*Work to be completed*:
Convert the records below, beginning at the line that has "Guideline: for every instance of the stone temple" and stopping after the line that has "column 222, row 341", into a two-column CSV headed request and points, with one row per request holding its text and its answer, each in a single quoted field with line breaks turned into spaces. Leave the pictures out.

*Items*:
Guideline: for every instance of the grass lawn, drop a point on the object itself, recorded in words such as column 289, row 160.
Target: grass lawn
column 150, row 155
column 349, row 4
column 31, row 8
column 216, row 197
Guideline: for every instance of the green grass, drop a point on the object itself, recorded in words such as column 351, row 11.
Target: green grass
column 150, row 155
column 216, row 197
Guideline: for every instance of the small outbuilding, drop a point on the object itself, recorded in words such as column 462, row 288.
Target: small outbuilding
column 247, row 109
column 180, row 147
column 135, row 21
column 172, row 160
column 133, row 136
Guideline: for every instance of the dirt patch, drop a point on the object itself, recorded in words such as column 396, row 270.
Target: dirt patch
---
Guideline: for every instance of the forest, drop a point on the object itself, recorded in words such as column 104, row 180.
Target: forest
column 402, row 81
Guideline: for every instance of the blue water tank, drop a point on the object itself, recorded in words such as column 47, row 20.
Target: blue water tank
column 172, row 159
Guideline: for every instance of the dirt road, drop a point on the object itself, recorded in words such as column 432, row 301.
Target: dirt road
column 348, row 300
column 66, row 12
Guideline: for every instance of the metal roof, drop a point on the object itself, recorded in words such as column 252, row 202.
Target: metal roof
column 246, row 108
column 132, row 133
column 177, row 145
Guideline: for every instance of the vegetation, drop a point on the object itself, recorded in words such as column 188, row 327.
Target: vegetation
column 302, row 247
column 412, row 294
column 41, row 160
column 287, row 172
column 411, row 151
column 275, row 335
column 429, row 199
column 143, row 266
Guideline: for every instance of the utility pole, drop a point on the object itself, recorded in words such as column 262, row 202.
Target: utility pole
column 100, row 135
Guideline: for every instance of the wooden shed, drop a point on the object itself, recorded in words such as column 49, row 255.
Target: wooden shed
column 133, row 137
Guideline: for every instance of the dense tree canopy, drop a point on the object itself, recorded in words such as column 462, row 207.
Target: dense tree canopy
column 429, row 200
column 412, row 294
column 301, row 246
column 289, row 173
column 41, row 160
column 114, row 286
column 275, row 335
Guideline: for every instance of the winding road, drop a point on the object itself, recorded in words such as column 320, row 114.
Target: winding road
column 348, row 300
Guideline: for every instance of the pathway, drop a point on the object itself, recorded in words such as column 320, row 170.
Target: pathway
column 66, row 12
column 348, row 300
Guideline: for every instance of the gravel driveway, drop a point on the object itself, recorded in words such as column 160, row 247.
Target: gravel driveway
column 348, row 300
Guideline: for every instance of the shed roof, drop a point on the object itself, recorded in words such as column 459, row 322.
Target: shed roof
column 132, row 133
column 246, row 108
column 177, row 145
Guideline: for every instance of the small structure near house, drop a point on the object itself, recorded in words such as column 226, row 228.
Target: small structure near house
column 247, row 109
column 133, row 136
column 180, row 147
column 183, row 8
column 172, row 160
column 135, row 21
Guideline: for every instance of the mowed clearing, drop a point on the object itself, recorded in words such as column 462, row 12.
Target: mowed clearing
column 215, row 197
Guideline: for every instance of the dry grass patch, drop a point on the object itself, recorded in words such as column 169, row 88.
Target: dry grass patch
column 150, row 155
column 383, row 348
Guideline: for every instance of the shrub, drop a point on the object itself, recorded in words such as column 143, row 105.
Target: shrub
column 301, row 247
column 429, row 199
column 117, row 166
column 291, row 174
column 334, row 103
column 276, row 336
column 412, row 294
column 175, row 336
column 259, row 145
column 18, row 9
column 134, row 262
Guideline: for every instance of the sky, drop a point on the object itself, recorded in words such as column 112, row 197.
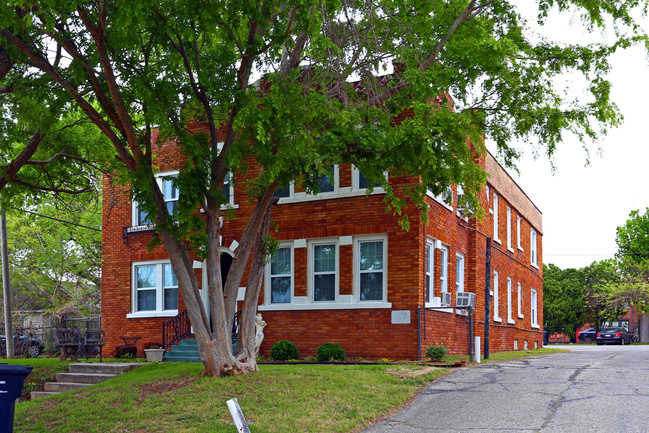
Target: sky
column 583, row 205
* * *
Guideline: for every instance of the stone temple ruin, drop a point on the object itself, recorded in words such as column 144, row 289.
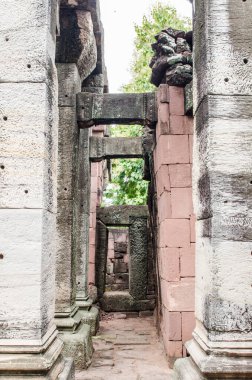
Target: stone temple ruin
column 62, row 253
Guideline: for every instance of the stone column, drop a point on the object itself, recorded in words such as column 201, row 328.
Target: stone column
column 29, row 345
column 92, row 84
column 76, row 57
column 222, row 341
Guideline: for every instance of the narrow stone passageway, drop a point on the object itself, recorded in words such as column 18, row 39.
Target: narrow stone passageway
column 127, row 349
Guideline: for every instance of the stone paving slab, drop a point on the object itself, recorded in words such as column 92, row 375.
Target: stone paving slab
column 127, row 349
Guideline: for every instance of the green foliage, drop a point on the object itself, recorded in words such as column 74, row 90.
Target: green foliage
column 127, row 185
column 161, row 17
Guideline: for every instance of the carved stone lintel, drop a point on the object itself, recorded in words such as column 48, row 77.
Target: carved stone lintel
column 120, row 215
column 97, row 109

*Full response*:
request,points
"Guideline: for every instance of the stone temple ruin, drop a point on the object itself, recorded in words such as column 144, row 289. Target: stone temple ruin","column 62, row 253"
"Guideline: for every instance of the stone column, drop a point on the object itself, recorded in words such as column 201, row 328. Target: stone column","column 29, row 345 column 92, row 84 column 76, row 57 column 222, row 341"